◆ **THE TASK**: Rewrite the records below, changing each "innermost point" to "most central point" and keeping everything else the same.
=== DATA SHOWN ===
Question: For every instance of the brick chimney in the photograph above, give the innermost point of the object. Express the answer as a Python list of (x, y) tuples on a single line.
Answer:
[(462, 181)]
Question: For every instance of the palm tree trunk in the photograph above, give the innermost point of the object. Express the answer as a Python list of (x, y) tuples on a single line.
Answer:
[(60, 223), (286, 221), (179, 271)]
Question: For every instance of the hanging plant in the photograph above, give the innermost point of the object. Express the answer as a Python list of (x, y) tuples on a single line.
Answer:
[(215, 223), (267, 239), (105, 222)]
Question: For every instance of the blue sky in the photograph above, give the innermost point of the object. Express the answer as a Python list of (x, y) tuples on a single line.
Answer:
===
◆ **OUTPUT OF THE EXERCISE**:
Question: For every instance of the brick chimney in the photograph above, give the most central point of the object. Express the answer as a Python list of (x, y) tuples on a single line.
Answer:
[(462, 181)]
Question: For every instance of the palm tree trunk in the photograph above, give the most central point of the object. Express the answer as a Python list of (x, y) tuples on a single line.
Answer:
[(60, 223), (286, 221), (179, 271)]
Question: For every instance of the hanging plant in the photograph above, give the most central point of the object. Express the answer as a Python list of (x, y) tuples on a single line.
Answer:
[(215, 223), (267, 239), (105, 222)]
Question: For every instance of the blue sky in the photograph above, give the most central point of the object. Express the answer as a Python list of (x, y) tuples on a single line.
Answer:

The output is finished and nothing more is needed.